→ TASK TO COMPLETE:
Exactly as written, retype the listing below, omitting the pictures.

····················

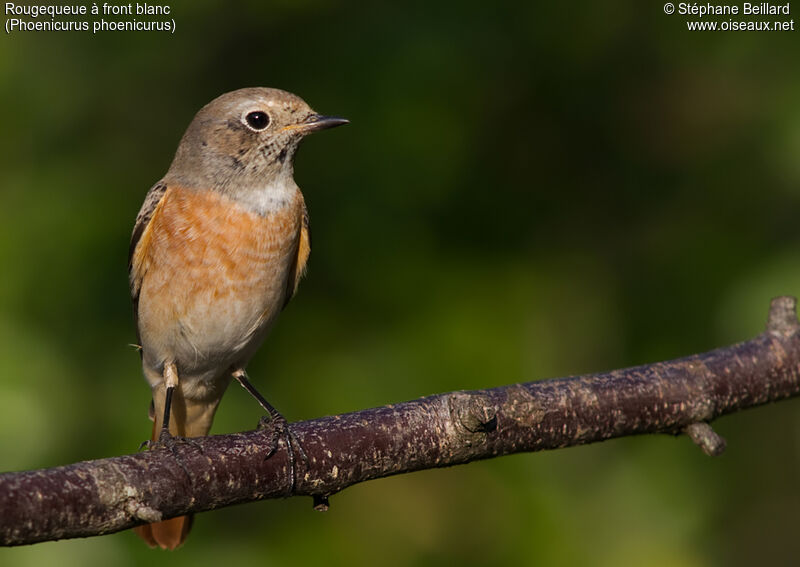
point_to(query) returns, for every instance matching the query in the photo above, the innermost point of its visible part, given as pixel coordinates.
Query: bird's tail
(192, 420)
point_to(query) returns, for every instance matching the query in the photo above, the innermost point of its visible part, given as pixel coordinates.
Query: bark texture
(683, 395)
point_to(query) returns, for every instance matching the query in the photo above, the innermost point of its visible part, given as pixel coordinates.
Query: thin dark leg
(278, 419)
(167, 409)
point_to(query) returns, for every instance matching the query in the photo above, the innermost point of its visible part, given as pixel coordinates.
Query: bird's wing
(140, 240)
(301, 258)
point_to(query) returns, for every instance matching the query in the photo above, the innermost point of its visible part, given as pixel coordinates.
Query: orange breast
(214, 276)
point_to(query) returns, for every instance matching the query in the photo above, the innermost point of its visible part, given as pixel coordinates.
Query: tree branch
(683, 395)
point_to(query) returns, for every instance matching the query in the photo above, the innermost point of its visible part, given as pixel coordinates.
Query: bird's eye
(257, 120)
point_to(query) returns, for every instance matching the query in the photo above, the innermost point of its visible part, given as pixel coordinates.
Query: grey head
(245, 141)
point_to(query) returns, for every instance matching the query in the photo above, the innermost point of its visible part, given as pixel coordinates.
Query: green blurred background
(526, 190)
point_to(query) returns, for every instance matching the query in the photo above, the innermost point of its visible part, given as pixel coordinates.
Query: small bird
(217, 251)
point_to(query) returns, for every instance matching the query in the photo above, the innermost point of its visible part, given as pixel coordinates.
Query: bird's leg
(277, 421)
(171, 382)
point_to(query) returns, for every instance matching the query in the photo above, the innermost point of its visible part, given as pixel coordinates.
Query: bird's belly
(216, 280)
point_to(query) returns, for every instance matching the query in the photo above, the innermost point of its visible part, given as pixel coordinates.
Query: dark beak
(316, 122)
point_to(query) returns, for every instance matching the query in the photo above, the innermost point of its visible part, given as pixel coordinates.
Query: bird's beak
(316, 122)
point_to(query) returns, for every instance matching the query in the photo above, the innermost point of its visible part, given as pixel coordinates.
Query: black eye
(257, 120)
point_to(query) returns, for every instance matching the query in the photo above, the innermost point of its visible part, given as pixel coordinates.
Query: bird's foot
(279, 429)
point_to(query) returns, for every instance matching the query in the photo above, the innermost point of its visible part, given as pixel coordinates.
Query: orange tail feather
(170, 534)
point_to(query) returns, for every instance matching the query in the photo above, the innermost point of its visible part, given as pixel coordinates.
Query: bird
(217, 251)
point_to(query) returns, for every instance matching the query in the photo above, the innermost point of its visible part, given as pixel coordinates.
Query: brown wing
(303, 251)
(135, 269)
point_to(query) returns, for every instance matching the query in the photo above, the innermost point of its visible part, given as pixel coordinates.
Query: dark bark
(108, 495)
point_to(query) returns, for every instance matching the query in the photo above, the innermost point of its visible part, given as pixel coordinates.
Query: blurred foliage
(526, 190)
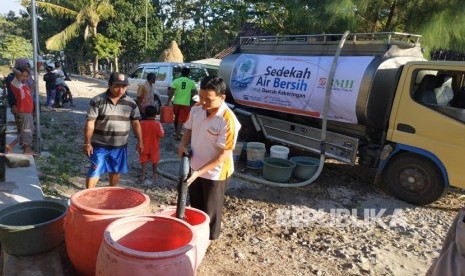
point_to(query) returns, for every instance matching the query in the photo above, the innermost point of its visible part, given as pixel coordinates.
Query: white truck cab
(166, 72)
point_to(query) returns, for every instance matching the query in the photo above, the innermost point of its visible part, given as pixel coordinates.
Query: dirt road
(339, 225)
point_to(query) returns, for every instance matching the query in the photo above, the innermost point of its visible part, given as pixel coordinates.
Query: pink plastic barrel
(199, 221)
(147, 245)
(90, 212)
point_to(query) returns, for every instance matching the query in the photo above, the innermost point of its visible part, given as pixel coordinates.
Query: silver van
(166, 72)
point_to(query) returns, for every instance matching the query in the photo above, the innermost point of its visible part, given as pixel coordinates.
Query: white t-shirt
(61, 76)
(210, 135)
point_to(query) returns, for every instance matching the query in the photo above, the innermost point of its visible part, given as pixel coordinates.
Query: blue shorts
(112, 160)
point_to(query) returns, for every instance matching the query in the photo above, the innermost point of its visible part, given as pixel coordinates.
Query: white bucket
(279, 151)
(237, 151)
(255, 155)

····················

→ SOLUTION TO THIS TASK:
point_to(query) returns, for every instance matching the query in the photo above, the innermost point of its visible part, given as pixel coordinates.
Query: bird's tail
(192, 420)
point_to(query) returns, for every instance matching the query in the photo above, the innermost point of its visible part, given as pixel coordinates.
Query: bark texture
(683, 395)
point_to(query) returns, for every instance matching the query in the photo above, the innermost point of its visible part, given as pixel coordinates.
Query: thin dark leg
(278, 419)
(167, 409)
point_to(query) returns, for every instance matching the query in the photo above, the innermost point of its visible part, given as pixel coordinates.
Query: bird's wing
(140, 240)
(301, 258)
point_to(query) returns, for every instance matching the query in the photo above, the innermost point of its visible part, given as pixel coordinates.
Query: orange breast
(214, 276)
point_to(query) returns, for every instance matching the query in the photo above, the innermost point of its visible part, given as pixel coordinates.
Query: tree branch
(683, 395)
point_to(query) returns, for every instance matching the query in the photo above, the innermost point of its visible part, given as pixel coordinates.
Query: bird's eye
(257, 120)
point_to(query) returns, for every instance matching the query in the photo above, the innermost point of its visible part, given as pixel coordinates.
Query: grey head
(245, 141)
point_to(query) returns, for every instance matching the query in the photo above, the innermost point of its visible part, given as pixel coordinates.
Query: green blurred background
(526, 190)
point_to(query) returns, for every instance matching the query in the photo above, the innermost point of its visible part, given as pixel coordinates.
Query: small bird
(217, 251)
point_to(query) returns, for every instance matching the query in the photo above, the innermost point of its visible part, given as pixel coordinates.
Query: bird's leg
(277, 421)
(171, 382)
point_to(query) returns, for every instance matching the query in the photo above, the innermost point of its visible part, given as pixel coordinates.
Query: bird's belly
(216, 280)
point_to(query) returns, for every instance matching the query in the photo above, the innermost point of its visible part, given as pixel coordinates.
Query: dark beak
(316, 122)
point_to(query) returns, for every instance matching the query in the photo above, the innermost point of its visible part, given as pixel coordinates.
Query: bird's beak
(316, 122)
point_to(query) returns, for every instance matching the query in the photo above, the innermost point of its visible part, given as pixel coordinates.
Query: black eye
(257, 120)
point_to(query) returns, for every instance matching the query in the photo above, the innermost point of its visible part, given as pixel coordinates.
Query: bird's foot
(279, 429)
point_to(query) returns, for every instance matching the query in the photo above, the innermost point of its visible part, given as pixel coordinates.
Query: orange tail feather
(170, 534)
point_to(query) returns, for every instance matching the query in the photo above, the innermost point of its visible part, given as pixel coordinates.
Query: bird
(217, 251)
point_to(query) returns, for every instance matching the query in the photo above, the innermost point of its visible part, given as pixel coordinates.
Query: brown wing
(303, 251)
(135, 269)
point_to(query) returns, for every instance matching the query in the photo above, the innermost point of its visible part, given as pixel coordinates.
Query: dark bark
(108, 495)
point_to(query) returns, for every instance matching the query in the photo above, the innermost point of its visible part, given as pixel coordinates.
Query: blurred foliage
(526, 190)
point_to(query) returns, for every instance matching the query in the photo above, the innermost point of its visible part, given as pixel coordinates.
Query: white truck cab
(166, 72)
point_to(query) returns, for every instance matching the query in the photo above, the innermost point of its visible part, given as pixel coordinates.
Query: dirt road
(339, 225)
point_to(query) returns, for every instance matching the query in the photo above, the innermost point of its visible part, given as pixel coordinates.
Query: pink plastic barrel
(199, 221)
(147, 245)
(90, 212)
point_to(query) returns, for every instance matching the query in the photo above, the innermost point of its visible part, given as pixel coordinates.
Query: silver van
(166, 72)
point_to(query) returns, for every instance matching the query in the photo above, the innermost point of its visible part, given as pixel coordinates.
Query: white t-shirt
(61, 76)
(210, 135)
point_to(query) returns, for every instance matching the query in the photo above, the innermost point of its visible part, given as pixel coordinates.
Query: blue shorts
(112, 160)
point_to(query) returns, for every instance matching the query in the photo above, the innermost point of its visible part, given as pixel coordinates.
Query: white bucket
(279, 151)
(237, 151)
(255, 155)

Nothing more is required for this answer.